--- START EXTRACT ---

46There is also a report of Armstrong playing this tune at the Sunset Café, where he started working in spring 1926, having been lured from the Dreamland. Johnny St. Cyr explained (St. Cyr HJA 1958) that bands at different venues on the South Side often played the same repertory at the same time, since they wanted to keep up with current arrangements, as they were published. This made it easy for musicians to move in and out of bands, St. Cyr observed.
47There are many reasons to draw out these issues, and two stand out. First, many writers who accept the African origins of jazz do so with little or no reference to specific musical features that are central to that connection. Second, it is still possible for a major scholarly press to publish a book in which the African origins of jazz are casually (and somewhat covertly) dismissed: see Sudhalter 1999, p. 749, n. 8.
48A word about racially defined audiences. As already discussed, the Dreamland Café was characterized by the Defender as a “place of our own”; Milt Hinton (IJS 1976) said that the Vendome Theater was “all black”; and race records certainly targeted black markets. Yet many actors and musicians visited the Dreamland, and we know that Jack Teagarden was one white who purchased Armstrong’s recordings. It is important not to be misled about the predominant ethnic makeup of a venue based on an exception, and this is especially true of white exceptions, for two reasons: first, whites, unlike blacks, could go anywhere they wanted to go and thereby instantly turn an all-black venue into a mixed one; second, whites, and especially white musicians, are exceptionally well represented in oral histories, giving a distorted picture.

--- END EXTRACT ---
--- START MATERIAL PROVIDED ---

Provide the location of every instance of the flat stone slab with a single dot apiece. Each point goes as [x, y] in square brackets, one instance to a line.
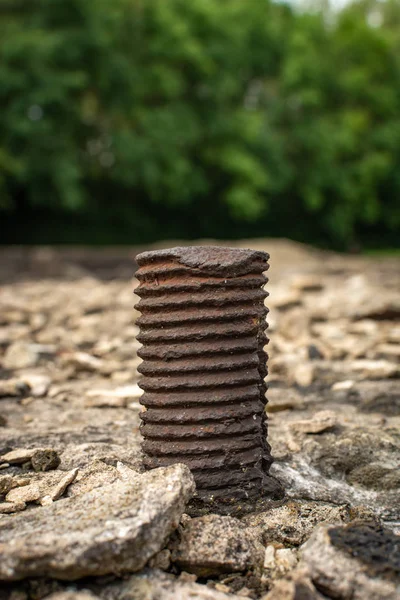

--- END MATERIAL PROVIDED ---

_ACTIONS TO TAKE_.
A: Reproduce the part of the notes on early jazz that runs from "47There are many" up to and including "p. 749, n. 8.".
B: Continue the notes on early jazz, picking up after their final sentence.
The listing stands apart from the notes on early jazz and is unrelated material.

_TASK-BY-TASK OUTPUTS_.
A:
47There are many reasons to draw out these issues, and two stand out. First, many writers who accept the African origins of jazz do so with little or no reference to specific musical features that are central to that connection. Second, it is still possible for a major scholarly press to publish a book in which the African origins of jazz are casually (and somewhat covertly) dismissed: see Sudhalter 1999, p. 749, n. 8.

B:
49Armstong’s two most compelling solos through May 1927, Big Butter and Egg Man from the West and Potato Head Blues, each clock around 192 beats per minute; compare that with the frantic performances with Erskine Tate of Static Strut and Stomp Off Let’s Go from May 1926, both around 240. Oriental Strut moves at 188 and Muskrat Ramble at 182.
50The information that Armstrong composed the lyrics for Heebie Jeebies comes from St. Cyr (Anderson 2007, 240). He did not get co-composer credit on the Hot Five discs, but that kind of omission was not uncommon. The same thing happened with Don’t Forget to Mess Around, which is credited on the discs to Barbarin; co-composer credit to Armstrong is given on the copyright deposit now held at the Library of Congress (Chevan 1997, 474). In any event, typical contractual arrangements for race recordings generally did not grant royalties directly; rather, the composer sold rights to the company. Thus, Armstrong’s quip about Atkins making a lot of dough did not hold for the sale of 40,000 copies of the Hot Five recording; the yield came with sheet music and recordings by others.
51According to listings for these recordings at www.redhotjazz.com, the record labels note the “vocal chorus by Louis Armstrong” in all six performances from June in which he sings.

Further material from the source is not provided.